◆ **Instructions to follow**:
Copy the stretch of the blog post below from "I’ve been shamefully" through "not so much." word for word.

◆ **Source document**:
BEGIN
I’ve been shamefully neglecting this blog. What can I say? Sometimes life gets in the way of your plans.
Actually, I’d argue that’s what happens most of the time.
My return flight to America fell on April 9th, eight days after I’d originally intended. The flight change cost me some $300, and as I talked my mom through switching tickets, she asked me if I thought the cost was worth just one extra week.
“Yeah, I’m sure. And it’s just a one-time thing.”
Well, not so much.
I should have left for Europe again last Thursday. But right now, I’m in my backyard, far away from Spain, and very, very far away from the four-week pilgrimage that was supposed to be the capstone to my year.
In September, I caused a stress fracture to my foot by falling on the sidewalk wrestling a bear. I didn’t get it checked out before I left for Holland, and a few weeks ago, my doctor strongly advised me to go to physical therapy this summer and take the camino a year from now.
I will not lie and say I took it in stride. The camino was meant to be the big finish to my year, and now I’m lost and seeking some kind of conclusion. To be honest, I checked out for about a week and spent a lot of time being frustrated and irritable.
END
◆ **Records provided**:
BEGIN
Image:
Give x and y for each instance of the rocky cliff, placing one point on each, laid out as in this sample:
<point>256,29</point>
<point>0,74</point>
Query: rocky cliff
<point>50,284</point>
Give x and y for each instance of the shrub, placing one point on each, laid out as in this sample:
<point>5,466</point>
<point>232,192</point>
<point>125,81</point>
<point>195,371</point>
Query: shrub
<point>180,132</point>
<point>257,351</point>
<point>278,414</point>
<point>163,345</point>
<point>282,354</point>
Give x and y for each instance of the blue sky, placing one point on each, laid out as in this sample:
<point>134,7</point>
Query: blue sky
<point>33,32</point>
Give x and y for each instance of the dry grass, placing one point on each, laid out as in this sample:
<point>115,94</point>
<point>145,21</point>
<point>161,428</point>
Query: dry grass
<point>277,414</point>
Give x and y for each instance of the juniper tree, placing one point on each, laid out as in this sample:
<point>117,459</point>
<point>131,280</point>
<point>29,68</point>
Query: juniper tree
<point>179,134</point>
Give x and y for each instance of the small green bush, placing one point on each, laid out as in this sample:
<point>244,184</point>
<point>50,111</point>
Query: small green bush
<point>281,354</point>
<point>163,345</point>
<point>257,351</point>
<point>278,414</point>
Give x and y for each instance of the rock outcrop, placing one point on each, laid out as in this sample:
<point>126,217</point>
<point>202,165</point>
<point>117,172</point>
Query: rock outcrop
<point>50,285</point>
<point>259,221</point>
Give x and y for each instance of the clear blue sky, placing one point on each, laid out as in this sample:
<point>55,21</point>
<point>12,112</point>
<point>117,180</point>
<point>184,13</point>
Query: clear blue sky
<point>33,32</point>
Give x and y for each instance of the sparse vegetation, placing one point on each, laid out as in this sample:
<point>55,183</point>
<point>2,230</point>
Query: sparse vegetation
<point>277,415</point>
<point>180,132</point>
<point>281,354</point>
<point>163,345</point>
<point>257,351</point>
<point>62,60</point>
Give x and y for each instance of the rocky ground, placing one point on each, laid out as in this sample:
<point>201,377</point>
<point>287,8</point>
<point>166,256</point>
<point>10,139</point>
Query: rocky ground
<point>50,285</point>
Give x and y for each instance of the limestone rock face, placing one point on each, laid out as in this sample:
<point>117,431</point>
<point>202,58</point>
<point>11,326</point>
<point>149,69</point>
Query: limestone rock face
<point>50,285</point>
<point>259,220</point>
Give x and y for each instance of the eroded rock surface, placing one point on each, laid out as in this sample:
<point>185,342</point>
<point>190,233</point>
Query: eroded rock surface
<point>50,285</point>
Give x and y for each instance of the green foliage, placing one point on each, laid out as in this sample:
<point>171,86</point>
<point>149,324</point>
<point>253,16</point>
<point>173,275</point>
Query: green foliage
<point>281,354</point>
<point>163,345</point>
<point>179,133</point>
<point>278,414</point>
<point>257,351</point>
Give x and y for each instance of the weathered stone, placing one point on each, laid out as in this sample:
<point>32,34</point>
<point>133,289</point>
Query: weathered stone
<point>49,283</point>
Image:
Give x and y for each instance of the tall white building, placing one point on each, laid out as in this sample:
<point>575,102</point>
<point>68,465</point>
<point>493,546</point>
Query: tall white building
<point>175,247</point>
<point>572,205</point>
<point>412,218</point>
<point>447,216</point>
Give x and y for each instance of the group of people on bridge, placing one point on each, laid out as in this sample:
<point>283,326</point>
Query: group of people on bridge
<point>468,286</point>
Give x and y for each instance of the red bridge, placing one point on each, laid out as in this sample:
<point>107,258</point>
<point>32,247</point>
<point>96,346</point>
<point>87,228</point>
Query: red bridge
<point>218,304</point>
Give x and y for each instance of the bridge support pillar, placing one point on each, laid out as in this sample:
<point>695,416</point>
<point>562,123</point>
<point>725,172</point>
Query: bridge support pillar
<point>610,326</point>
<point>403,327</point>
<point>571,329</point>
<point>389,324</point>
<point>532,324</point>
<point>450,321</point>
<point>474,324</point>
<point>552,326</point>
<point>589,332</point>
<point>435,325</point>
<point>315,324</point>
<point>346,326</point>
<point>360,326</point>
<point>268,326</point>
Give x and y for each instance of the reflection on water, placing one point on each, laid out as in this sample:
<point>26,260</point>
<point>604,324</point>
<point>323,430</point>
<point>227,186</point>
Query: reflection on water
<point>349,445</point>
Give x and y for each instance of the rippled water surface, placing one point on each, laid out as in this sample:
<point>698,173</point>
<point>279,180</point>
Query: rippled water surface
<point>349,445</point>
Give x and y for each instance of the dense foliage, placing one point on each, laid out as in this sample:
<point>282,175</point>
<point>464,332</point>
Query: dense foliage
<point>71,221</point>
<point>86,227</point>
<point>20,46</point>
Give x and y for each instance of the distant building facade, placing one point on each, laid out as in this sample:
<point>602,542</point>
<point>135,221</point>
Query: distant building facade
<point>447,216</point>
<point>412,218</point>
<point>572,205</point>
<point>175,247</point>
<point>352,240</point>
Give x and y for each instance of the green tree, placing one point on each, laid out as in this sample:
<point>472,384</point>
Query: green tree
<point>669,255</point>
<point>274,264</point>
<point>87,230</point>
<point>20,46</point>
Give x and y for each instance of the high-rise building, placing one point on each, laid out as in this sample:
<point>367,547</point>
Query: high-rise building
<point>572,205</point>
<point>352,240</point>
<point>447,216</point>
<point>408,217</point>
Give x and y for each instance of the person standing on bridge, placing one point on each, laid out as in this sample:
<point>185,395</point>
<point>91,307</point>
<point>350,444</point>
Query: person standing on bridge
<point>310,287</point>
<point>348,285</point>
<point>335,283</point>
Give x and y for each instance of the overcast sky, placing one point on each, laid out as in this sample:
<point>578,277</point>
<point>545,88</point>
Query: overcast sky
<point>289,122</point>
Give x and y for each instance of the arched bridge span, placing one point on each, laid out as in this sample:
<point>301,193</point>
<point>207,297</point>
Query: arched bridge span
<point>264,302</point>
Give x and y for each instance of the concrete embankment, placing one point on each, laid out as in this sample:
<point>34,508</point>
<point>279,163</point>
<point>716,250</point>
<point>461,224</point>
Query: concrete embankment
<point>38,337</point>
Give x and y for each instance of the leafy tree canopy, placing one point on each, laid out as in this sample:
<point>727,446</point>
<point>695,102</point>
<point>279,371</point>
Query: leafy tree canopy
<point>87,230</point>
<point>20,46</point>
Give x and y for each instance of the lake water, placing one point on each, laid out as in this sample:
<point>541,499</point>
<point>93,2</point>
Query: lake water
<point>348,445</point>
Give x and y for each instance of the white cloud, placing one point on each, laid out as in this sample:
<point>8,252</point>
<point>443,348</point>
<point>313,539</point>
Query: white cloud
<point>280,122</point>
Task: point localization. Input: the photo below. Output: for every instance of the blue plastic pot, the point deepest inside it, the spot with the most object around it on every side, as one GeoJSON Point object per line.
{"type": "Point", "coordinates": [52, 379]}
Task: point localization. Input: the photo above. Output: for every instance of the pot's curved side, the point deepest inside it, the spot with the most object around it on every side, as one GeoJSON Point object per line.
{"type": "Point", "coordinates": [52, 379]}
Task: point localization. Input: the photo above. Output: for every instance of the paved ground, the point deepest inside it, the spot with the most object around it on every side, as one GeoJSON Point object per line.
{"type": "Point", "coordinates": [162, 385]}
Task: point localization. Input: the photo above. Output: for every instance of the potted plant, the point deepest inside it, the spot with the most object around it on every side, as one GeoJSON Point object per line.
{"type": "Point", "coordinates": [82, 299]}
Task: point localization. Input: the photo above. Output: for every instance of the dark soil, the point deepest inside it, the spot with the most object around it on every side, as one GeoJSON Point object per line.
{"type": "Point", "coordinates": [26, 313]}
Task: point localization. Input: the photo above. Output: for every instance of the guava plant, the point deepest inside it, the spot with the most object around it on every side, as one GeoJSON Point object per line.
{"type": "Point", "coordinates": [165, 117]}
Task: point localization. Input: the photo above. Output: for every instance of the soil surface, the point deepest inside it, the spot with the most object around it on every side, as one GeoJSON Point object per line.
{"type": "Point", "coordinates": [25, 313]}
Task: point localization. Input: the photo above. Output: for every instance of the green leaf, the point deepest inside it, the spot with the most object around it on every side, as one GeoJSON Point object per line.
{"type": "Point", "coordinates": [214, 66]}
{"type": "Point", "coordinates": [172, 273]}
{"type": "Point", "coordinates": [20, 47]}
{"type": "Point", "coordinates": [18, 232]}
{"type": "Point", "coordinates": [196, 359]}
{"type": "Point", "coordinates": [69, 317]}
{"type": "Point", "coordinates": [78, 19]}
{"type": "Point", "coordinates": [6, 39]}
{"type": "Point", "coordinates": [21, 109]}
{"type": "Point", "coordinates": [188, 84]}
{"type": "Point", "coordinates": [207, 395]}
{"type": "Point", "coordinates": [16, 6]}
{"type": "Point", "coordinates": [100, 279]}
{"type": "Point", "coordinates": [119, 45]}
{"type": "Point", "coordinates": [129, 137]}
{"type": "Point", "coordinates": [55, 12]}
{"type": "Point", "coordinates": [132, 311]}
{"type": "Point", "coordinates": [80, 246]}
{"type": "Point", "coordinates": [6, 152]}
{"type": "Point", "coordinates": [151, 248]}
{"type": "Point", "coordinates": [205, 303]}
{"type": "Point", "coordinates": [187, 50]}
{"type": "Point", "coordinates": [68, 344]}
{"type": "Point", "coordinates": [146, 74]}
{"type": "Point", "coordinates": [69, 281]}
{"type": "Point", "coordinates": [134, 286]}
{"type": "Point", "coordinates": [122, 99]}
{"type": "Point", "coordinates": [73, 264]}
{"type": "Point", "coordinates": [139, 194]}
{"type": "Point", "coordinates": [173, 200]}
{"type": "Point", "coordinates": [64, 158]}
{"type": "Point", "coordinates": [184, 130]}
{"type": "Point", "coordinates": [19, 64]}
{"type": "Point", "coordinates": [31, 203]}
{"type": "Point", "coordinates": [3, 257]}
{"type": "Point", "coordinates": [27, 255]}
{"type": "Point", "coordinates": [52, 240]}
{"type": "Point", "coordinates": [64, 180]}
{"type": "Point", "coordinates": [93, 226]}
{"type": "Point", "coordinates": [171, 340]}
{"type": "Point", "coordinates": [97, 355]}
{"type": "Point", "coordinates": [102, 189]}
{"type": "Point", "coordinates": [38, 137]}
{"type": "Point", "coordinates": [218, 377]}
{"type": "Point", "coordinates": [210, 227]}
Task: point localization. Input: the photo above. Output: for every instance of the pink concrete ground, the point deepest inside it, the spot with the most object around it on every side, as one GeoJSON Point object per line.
END
◆ **The answer**:
I’ve been shamefully neglecting this blog. What can I say? Sometimes life gets in the way of your plans.
Actually, I’d argue that’s what happens most of the time.
My return flight to America fell on April 9th, eight days after I’d originally intended. The flight change cost me some $300, and as I talked my mom through switching tickets, she asked me if I thought the cost was worth just one extra week.
“Yeah, I’m sure. And it’s just a one-time thing.”
Well, not so much.